____ Raw data

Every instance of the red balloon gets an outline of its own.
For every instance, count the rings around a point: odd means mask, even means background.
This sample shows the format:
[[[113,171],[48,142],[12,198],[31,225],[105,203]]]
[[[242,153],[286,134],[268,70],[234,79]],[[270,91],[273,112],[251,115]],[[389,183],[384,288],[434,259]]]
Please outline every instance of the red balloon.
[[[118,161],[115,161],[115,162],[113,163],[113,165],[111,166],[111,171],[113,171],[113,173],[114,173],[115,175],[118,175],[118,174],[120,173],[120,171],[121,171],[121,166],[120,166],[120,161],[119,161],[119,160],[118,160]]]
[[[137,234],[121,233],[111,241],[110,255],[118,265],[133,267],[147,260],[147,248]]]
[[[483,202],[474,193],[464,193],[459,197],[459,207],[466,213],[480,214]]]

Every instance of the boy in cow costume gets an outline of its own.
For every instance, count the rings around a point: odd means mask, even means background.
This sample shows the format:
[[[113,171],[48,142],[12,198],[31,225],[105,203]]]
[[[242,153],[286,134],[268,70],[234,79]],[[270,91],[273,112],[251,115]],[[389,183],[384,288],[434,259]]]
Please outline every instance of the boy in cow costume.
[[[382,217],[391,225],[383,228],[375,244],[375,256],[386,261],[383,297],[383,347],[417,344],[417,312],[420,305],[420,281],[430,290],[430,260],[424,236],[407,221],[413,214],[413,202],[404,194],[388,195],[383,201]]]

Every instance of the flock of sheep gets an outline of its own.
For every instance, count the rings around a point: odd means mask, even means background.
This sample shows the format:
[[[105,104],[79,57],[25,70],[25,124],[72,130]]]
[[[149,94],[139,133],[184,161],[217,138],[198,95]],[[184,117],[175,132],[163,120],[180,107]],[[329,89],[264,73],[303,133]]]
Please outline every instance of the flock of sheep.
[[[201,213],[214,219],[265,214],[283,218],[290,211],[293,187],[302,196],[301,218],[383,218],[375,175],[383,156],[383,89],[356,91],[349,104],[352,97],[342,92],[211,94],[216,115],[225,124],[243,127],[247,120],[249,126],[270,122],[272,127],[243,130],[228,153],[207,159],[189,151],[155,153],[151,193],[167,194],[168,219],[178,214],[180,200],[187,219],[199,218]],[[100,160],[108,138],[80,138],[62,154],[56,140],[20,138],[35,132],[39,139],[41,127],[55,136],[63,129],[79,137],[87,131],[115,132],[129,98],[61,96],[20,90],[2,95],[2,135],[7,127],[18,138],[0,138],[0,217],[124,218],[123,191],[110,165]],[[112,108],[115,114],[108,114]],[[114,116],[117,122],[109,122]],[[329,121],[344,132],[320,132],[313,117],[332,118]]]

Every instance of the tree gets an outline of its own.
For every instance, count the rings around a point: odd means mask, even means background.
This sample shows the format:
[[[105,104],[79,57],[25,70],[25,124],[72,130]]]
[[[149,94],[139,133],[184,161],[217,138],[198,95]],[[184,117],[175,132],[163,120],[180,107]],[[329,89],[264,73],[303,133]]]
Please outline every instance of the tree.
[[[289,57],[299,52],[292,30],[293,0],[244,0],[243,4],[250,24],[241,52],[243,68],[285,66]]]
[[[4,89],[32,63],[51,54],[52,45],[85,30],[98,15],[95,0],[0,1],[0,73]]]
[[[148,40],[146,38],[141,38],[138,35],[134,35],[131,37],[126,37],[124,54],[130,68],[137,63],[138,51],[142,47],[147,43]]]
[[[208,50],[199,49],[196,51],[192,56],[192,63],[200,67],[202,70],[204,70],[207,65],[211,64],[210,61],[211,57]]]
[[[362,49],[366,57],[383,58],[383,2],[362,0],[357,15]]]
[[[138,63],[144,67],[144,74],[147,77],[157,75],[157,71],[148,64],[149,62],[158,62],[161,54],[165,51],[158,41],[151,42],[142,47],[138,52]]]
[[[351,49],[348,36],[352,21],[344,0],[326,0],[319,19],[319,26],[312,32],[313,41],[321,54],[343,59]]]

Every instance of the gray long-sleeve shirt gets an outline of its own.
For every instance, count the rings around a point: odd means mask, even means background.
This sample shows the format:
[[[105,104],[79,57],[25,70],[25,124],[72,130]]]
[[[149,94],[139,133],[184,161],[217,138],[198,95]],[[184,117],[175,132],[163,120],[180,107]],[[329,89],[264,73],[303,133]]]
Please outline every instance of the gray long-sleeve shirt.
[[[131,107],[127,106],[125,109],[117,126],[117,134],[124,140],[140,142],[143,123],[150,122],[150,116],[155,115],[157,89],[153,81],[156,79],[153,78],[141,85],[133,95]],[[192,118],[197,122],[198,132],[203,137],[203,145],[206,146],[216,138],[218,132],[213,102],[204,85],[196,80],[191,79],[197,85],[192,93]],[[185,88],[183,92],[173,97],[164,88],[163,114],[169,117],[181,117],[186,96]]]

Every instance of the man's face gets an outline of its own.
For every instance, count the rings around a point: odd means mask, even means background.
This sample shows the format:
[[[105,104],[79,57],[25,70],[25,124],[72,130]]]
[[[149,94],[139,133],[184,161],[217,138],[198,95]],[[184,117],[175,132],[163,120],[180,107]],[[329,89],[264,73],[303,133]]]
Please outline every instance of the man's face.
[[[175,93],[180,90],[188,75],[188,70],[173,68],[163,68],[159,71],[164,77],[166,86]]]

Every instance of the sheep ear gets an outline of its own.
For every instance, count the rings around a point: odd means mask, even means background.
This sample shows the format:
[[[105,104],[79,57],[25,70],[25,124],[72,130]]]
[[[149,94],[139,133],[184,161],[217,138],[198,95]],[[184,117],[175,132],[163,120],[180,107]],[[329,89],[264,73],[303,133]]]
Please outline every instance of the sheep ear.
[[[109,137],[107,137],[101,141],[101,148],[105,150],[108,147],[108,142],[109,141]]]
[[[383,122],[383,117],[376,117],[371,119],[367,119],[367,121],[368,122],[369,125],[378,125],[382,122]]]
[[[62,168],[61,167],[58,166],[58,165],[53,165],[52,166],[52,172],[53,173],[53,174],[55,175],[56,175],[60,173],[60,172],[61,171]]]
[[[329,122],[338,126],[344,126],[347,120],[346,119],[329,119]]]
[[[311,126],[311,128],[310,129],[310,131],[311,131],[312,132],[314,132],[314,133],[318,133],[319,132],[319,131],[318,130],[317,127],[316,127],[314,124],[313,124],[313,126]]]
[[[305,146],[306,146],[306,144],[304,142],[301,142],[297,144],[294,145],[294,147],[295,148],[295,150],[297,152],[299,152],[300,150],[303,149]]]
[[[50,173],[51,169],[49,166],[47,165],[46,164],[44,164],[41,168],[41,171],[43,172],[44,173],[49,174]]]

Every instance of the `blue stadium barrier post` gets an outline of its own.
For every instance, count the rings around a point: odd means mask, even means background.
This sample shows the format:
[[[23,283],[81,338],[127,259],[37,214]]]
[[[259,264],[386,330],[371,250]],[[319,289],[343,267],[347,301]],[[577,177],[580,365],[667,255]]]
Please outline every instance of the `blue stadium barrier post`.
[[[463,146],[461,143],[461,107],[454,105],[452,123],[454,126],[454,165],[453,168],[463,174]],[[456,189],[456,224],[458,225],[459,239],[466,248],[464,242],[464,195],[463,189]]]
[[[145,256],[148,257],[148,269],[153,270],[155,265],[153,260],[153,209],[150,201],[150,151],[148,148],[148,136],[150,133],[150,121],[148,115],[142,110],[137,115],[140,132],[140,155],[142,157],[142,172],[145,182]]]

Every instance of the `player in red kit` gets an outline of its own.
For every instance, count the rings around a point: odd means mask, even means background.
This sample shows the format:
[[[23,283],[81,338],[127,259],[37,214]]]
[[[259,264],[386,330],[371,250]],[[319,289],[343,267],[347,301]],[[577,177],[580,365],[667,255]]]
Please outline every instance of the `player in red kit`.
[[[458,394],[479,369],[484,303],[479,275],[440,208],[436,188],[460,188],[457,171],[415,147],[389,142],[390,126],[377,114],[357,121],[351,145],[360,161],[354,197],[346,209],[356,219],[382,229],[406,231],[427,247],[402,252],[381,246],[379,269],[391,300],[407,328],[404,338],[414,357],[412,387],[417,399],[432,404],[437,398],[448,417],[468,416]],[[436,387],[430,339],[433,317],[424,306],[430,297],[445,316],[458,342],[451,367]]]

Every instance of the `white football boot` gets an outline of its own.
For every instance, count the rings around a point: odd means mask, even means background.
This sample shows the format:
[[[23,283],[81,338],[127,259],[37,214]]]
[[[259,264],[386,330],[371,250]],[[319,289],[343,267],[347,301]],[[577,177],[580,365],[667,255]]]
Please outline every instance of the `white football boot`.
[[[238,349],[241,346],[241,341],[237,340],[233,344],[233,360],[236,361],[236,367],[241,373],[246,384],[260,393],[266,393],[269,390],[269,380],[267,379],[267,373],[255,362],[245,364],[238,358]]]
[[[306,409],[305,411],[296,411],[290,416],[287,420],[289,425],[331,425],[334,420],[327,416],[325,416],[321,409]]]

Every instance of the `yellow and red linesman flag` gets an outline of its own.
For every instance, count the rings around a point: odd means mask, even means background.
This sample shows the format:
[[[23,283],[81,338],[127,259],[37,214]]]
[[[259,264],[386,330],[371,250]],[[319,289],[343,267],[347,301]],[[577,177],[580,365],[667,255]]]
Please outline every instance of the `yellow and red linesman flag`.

________

Aim: Copy the rows above word for word, starting at the line that contains "Every instance of the flock of sheep gets" and ending after the line that contains "Please outline every instance of the flock".

Response to the task:
Every instance of the flock of sheep gets an outline of its own.
For every instance, count the rings around a point: odd means mask, even means background.
This sample shows the format:
[[[105,104],[79,57],[25,70],[25,124],[72,130]]]
[[[149,94],[139,133],[184,161],[217,138],[198,95]],[[184,117],[175,132],[163,120],[180,107]],[[329,89],[264,73],[303,133]]]
Please outline every instance of the flock of sheep.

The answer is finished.